Whenever a line below includes the string "facade", show it.

DATA TO USE:
--

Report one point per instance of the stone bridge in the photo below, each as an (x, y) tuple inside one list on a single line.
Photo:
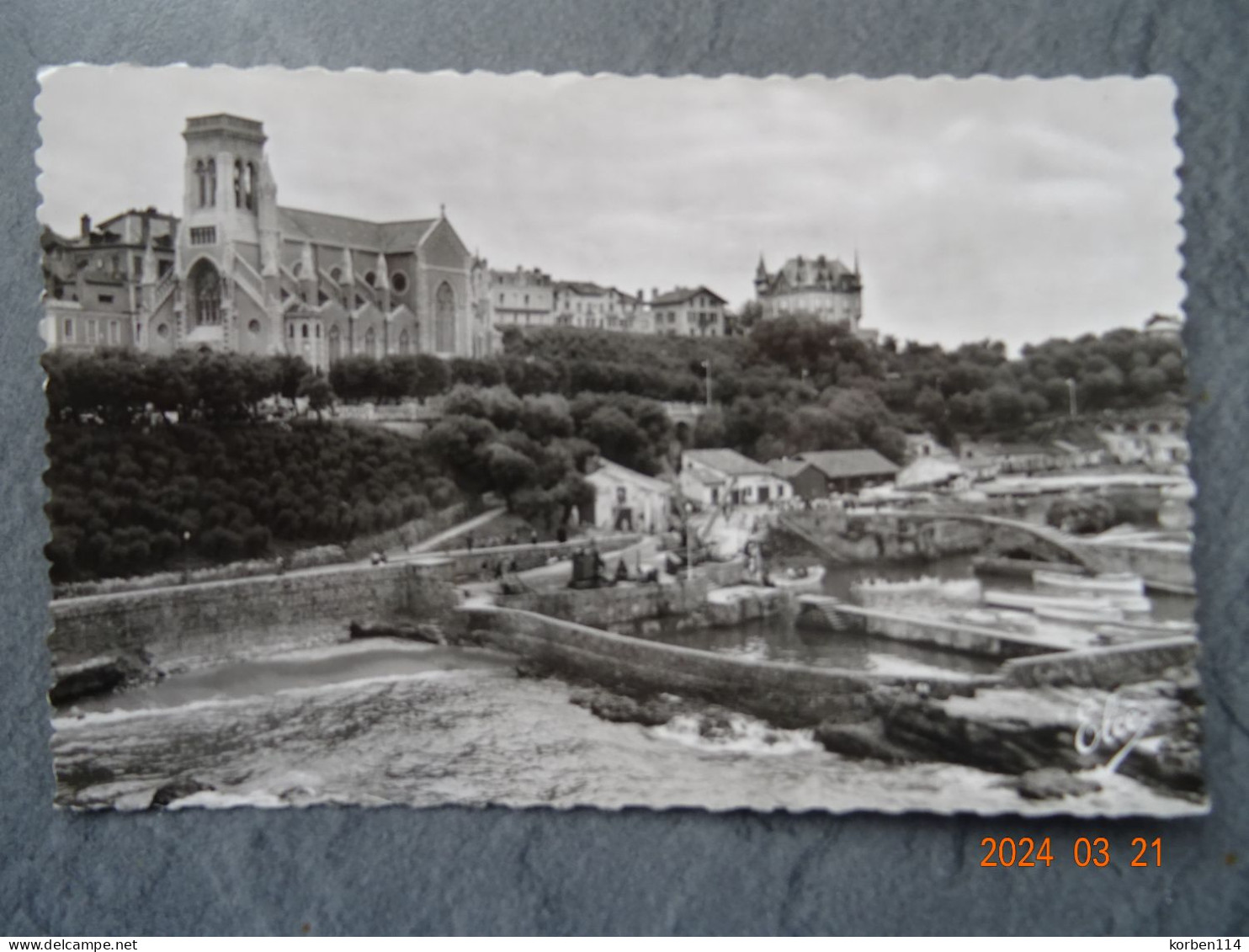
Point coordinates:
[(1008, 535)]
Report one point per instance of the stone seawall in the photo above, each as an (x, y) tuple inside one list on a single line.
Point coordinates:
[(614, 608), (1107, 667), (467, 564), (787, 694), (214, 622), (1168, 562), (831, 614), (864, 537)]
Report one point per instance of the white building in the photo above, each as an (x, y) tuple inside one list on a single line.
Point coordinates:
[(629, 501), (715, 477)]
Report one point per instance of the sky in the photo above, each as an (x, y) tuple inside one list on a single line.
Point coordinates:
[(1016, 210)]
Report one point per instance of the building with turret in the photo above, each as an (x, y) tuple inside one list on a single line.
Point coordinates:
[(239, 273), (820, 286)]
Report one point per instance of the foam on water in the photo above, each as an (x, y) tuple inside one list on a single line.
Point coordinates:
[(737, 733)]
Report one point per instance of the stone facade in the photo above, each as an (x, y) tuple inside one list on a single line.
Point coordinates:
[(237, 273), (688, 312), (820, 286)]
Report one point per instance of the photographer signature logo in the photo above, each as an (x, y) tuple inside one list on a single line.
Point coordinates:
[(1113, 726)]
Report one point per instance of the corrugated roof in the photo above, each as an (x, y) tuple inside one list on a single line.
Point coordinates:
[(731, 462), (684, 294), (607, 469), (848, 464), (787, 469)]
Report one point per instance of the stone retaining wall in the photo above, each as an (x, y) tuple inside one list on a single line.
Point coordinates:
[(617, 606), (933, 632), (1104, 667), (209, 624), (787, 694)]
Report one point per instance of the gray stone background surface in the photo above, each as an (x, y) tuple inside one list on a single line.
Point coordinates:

--

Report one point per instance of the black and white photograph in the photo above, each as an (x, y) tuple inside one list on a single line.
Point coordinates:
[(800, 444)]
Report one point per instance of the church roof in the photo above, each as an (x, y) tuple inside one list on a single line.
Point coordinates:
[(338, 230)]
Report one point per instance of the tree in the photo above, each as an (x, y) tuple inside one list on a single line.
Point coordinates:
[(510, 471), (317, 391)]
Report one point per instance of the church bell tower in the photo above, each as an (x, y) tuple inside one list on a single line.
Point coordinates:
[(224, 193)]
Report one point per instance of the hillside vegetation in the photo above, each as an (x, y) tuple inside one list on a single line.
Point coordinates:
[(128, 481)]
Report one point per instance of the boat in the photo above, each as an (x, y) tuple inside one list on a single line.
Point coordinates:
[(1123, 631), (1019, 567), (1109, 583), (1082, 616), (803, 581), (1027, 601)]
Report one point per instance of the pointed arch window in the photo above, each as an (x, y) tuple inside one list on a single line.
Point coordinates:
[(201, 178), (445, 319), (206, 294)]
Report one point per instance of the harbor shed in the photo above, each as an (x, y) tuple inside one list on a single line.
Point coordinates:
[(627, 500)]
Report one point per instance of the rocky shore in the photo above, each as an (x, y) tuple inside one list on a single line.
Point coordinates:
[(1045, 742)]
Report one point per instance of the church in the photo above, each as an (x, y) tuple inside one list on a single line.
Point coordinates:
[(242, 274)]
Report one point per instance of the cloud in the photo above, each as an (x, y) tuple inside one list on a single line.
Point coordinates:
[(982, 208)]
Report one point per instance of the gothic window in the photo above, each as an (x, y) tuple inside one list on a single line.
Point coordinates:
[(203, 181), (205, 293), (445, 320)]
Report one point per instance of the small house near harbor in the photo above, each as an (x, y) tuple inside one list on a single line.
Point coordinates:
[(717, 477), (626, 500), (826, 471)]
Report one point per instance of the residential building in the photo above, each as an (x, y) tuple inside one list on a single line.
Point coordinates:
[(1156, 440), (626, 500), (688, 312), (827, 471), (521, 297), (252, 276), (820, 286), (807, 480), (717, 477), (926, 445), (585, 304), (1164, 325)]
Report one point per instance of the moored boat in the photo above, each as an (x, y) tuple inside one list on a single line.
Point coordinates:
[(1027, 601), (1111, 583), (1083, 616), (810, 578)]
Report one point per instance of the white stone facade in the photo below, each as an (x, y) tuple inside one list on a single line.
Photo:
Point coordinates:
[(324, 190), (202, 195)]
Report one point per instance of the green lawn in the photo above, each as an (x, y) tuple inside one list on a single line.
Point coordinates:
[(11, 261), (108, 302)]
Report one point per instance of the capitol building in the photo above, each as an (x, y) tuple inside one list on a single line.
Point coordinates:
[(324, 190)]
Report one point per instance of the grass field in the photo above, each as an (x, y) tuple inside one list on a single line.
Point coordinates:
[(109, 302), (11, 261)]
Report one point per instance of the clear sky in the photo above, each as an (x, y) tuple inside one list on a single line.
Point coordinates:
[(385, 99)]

--

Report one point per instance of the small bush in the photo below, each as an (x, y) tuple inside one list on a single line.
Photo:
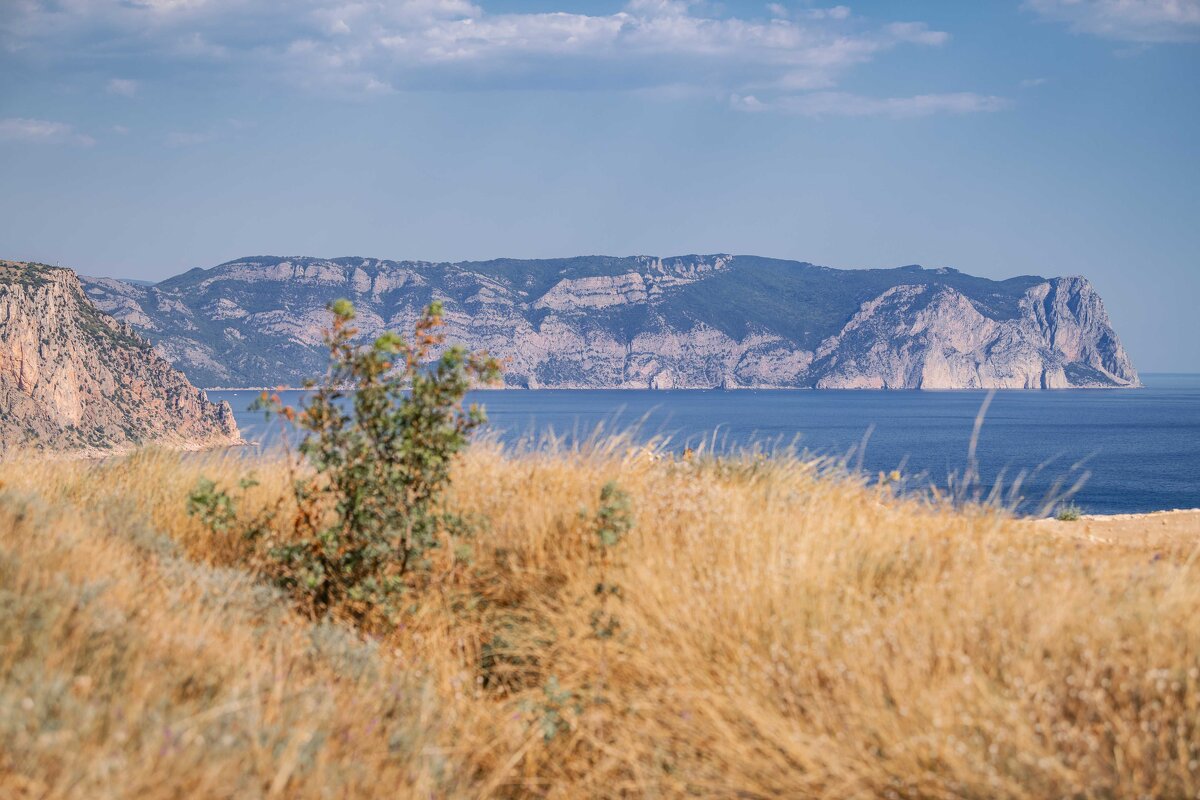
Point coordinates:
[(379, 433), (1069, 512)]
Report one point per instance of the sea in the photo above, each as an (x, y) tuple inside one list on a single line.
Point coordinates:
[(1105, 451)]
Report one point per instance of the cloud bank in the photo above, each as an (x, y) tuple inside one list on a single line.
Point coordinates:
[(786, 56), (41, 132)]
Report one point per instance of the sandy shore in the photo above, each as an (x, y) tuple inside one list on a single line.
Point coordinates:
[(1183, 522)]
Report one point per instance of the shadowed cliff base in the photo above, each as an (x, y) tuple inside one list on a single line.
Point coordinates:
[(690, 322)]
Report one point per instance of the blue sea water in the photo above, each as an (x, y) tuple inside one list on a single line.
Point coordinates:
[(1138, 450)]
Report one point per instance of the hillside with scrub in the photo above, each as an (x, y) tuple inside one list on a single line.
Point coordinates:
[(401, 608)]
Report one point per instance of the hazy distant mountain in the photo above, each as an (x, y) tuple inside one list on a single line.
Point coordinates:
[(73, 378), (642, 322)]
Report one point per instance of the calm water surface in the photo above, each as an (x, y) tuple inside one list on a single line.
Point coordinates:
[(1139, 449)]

--

WRITTEN SOLUTION:
Report one point per instance of the stone facade in the photo above, each as an (x, y) tuple inside one list on a single line.
Report one point per instance of the white stone facade in the photo below, each as an (x, y) tuple inside one list on a single line.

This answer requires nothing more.